-- START SOURCE EXTRACT --
# Entanglement-Enhanced Lidars for Simultaneous Range and Velocity   Measurements

**Authors:** Quntao Zhuang, Zheshen Zhang, and Jeffrey H. Shapiro

arXiv: 1705.06793 · 2017-10-25

## TL;DR

This paper introduces two entanglement-based lidar systems that significantly improve simultaneous range and velocity measurements, surpassing classical limits and achieving Heisenberg-limited accuracy under ideal conditions.

## Contribution

The paper presents novel entanglement-enhanced lidar designs that outperform classical methods in measuring range and velocity, including one that surpasses the Arthurs-Kelly limit and another achieving Heisenberg-limited precision.
-- END SOURCE EXTRACT --
-- START DATASET EXTRACT --
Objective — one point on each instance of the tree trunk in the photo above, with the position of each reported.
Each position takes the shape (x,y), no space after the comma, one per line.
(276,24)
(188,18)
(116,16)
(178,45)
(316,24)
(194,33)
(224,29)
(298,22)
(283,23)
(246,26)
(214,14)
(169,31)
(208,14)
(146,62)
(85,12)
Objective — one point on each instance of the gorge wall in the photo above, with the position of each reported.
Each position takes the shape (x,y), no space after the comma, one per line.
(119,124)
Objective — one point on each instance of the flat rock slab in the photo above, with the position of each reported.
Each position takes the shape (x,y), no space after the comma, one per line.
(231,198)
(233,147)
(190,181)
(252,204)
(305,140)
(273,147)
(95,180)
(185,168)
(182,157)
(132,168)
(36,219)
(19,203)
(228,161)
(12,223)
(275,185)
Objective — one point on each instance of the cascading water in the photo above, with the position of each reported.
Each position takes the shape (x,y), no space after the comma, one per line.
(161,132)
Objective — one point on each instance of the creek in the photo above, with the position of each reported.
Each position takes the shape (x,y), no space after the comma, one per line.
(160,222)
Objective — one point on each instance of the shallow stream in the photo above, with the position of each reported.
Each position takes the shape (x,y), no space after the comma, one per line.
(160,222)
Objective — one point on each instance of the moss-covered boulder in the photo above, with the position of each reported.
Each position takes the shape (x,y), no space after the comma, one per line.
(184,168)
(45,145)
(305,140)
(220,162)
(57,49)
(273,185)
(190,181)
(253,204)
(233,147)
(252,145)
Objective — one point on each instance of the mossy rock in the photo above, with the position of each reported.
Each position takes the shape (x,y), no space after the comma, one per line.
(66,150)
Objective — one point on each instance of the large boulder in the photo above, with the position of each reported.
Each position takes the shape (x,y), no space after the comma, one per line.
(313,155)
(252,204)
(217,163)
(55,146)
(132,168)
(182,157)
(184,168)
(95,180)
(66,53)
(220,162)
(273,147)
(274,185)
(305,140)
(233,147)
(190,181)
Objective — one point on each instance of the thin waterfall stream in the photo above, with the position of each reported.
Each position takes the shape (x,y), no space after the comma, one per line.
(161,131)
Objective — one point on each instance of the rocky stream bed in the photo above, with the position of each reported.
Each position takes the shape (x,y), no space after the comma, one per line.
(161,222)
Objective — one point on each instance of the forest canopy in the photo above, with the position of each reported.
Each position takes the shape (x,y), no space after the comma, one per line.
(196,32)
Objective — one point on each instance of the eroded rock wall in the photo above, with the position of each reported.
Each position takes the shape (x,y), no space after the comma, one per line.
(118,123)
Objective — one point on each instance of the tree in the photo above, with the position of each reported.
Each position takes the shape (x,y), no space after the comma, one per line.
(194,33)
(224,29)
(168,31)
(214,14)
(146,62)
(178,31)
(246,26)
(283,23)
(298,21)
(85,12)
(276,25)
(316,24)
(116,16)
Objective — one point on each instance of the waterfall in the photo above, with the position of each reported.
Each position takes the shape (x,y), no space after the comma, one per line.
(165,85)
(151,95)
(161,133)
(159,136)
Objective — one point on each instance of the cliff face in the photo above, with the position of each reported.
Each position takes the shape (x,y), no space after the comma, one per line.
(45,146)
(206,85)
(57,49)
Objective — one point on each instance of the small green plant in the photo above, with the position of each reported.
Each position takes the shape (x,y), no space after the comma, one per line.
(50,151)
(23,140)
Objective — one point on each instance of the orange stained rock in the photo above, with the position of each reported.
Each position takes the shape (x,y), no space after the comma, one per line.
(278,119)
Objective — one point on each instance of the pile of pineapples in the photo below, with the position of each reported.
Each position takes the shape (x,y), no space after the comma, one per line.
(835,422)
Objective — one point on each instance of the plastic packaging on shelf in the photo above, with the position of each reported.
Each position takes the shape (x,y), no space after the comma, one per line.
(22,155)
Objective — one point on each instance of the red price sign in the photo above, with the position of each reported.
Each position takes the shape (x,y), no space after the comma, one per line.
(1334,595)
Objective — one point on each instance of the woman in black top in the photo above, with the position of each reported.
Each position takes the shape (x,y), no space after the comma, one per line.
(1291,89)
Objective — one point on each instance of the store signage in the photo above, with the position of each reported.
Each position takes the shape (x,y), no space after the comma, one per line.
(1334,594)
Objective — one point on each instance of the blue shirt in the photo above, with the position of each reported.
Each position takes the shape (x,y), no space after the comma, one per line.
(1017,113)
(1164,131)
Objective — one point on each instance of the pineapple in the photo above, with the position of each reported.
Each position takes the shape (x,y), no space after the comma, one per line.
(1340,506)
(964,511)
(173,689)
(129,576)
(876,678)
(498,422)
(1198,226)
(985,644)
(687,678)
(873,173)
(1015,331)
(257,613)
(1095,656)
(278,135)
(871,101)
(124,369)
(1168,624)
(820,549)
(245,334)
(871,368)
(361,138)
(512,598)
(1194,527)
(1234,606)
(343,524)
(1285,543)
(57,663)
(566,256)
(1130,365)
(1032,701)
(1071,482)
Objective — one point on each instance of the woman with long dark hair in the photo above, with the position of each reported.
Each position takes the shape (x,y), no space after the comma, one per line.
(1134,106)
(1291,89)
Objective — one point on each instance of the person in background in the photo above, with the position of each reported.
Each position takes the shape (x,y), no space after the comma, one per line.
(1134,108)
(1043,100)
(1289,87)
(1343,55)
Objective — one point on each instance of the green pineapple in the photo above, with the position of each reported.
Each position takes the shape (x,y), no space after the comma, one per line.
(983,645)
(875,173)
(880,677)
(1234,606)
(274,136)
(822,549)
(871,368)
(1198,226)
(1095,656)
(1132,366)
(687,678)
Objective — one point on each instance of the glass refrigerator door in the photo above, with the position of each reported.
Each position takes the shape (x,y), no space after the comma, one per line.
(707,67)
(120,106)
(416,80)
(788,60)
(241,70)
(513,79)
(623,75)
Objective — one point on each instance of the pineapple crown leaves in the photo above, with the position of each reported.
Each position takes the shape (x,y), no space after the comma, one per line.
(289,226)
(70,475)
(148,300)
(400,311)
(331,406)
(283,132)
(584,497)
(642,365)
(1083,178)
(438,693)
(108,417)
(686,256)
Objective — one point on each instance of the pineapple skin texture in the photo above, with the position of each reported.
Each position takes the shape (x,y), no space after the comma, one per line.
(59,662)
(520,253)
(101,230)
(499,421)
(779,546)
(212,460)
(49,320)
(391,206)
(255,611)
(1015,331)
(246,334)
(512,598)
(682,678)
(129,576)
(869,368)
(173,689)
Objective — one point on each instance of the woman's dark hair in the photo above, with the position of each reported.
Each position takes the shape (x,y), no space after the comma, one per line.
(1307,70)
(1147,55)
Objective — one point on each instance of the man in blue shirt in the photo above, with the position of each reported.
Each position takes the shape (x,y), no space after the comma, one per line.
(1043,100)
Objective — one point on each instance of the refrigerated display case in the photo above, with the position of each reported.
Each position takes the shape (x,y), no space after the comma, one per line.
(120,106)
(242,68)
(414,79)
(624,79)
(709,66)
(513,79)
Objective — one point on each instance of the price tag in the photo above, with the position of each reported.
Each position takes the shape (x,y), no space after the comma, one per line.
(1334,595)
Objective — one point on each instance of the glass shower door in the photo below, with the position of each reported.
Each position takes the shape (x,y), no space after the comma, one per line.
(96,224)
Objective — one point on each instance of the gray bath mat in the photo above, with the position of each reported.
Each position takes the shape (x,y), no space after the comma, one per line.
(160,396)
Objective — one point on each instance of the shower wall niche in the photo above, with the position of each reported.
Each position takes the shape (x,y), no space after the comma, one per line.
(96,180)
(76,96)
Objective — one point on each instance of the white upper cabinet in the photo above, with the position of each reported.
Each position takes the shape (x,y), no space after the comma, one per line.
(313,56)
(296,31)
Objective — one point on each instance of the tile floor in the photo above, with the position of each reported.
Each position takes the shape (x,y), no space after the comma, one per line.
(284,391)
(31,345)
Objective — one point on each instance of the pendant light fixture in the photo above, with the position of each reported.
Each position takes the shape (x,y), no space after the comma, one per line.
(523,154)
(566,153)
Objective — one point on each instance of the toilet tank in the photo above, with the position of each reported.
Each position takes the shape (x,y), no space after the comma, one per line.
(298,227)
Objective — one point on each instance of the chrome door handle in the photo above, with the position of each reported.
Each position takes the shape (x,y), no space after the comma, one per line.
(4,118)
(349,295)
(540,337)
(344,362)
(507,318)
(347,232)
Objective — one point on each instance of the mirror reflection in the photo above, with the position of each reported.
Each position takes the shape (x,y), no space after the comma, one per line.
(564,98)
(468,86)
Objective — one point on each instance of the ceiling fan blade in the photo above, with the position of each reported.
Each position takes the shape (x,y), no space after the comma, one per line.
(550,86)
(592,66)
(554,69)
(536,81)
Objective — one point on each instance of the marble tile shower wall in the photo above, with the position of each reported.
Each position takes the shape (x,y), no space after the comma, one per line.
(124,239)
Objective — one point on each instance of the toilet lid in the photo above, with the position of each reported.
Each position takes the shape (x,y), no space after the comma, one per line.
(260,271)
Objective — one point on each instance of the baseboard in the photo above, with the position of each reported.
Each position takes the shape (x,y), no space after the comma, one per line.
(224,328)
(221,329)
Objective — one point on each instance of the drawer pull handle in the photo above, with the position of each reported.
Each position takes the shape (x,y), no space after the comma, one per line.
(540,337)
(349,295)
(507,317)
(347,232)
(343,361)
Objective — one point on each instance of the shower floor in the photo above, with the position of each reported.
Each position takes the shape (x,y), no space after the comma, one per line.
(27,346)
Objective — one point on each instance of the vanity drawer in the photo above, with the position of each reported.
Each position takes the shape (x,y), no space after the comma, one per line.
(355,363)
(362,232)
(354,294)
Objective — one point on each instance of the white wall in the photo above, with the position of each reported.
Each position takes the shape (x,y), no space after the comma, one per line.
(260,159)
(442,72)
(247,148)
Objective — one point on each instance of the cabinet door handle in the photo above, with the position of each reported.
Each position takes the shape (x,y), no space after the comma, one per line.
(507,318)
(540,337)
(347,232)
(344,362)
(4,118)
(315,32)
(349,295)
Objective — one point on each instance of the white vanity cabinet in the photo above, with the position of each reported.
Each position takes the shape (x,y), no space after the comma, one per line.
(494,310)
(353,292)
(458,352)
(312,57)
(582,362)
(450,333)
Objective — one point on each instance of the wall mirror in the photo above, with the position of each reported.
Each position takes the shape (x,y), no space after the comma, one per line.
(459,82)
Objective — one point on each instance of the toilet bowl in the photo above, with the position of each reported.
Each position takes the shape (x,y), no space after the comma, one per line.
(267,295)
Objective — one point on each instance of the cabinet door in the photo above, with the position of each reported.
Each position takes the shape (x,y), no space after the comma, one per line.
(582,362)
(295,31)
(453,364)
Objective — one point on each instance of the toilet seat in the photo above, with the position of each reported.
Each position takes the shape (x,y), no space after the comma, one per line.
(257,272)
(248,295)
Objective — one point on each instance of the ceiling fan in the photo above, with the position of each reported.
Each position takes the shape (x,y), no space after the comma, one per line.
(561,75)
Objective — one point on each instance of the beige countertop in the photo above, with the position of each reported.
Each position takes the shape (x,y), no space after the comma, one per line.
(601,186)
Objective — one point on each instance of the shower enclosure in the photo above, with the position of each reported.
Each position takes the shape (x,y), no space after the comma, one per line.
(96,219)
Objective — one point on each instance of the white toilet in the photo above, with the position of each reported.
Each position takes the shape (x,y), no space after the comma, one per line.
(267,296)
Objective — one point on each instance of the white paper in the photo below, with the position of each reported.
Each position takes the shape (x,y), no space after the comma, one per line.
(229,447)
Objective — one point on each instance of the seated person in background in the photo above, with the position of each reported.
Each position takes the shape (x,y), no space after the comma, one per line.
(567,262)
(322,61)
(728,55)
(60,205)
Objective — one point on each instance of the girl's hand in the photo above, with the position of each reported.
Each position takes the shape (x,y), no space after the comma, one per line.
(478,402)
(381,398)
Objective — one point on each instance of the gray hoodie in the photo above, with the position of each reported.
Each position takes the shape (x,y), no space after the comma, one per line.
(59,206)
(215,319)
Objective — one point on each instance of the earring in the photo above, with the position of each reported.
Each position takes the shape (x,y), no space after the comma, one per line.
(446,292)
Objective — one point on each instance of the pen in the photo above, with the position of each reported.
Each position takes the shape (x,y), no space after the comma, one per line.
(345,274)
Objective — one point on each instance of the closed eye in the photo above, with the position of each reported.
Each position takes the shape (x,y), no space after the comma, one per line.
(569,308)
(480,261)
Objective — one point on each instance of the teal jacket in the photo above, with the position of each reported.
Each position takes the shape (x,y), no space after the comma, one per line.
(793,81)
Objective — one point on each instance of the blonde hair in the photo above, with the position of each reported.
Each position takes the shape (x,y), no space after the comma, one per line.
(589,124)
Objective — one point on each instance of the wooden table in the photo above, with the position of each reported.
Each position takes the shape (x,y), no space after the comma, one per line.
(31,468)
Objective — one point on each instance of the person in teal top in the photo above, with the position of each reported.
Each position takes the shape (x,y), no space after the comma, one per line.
-- END DATASET EXTRACT --
# STATED TASK A
Repeat the part of the entanglement-enhanced lidar summary that begins at the words "## Contribution" and stops after "achieving Heisenberg-limited precision.".
# STATED TASK B
Carry on the summary of the entanglement-enhanced lidar paper from the point where it stops.

# EXPECTED OUTPUT A
## Contribution

The paper presents novel entanglement-enhanced lidar designs that outperform classical methods in measuring range and velocity, including one that surpasses the Arthurs-Kelly limit and another achieving Heisenberg-limited precision.

# EXPECTED OUTPUT B
## Key findings

- First lidar surpasses Arthurs-Kelly limit without background light
- Second lidar achieves Heisenberg-limited accuracy in ideal conditions
- Entanglement and a specific unitary transformation are key to enhancements

## Abstract

Lidar is a well known optical technology for measuring a target's range and radial velocity. We describe two lidar systems that use entanglement between transmitted signals and retained idlers to obtain significant quantum enhancements in simultaneous measurement of these parameters. The first entanglement-enhanced lidar circumvents the Arthurs-Kelly uncertainty relation for simultaneous measurement of range and radial velocity from detection of a single photon returned from the target. This performance presumes there is no extraneous (background) light, but is robust to the roundtrip loss incurred by the signal photons. The second entanglement-enhanced lidar---which requires a lossless, noiseless environment---realizes Heisenberg-limited accuracies for both its range and radial-velocity measurements, i.e., their root-mean-square estimation errors are both proportional to $1/M$ when $M$ signal photons are transmitted. These two lidars derive their entanglement-based enhancements from use of a unitary transformation that takes a signal-idler photon pair with frequencies $\omega_S$ and $\omega_I$ and converts it to a signal-idler photon pair whose frequencies are $(\omega_S + \omega_I)/2$ and $\omega_S-\omega_I$. Insight into how this transformation provides its benefits is provided through an analogy to superdense coding.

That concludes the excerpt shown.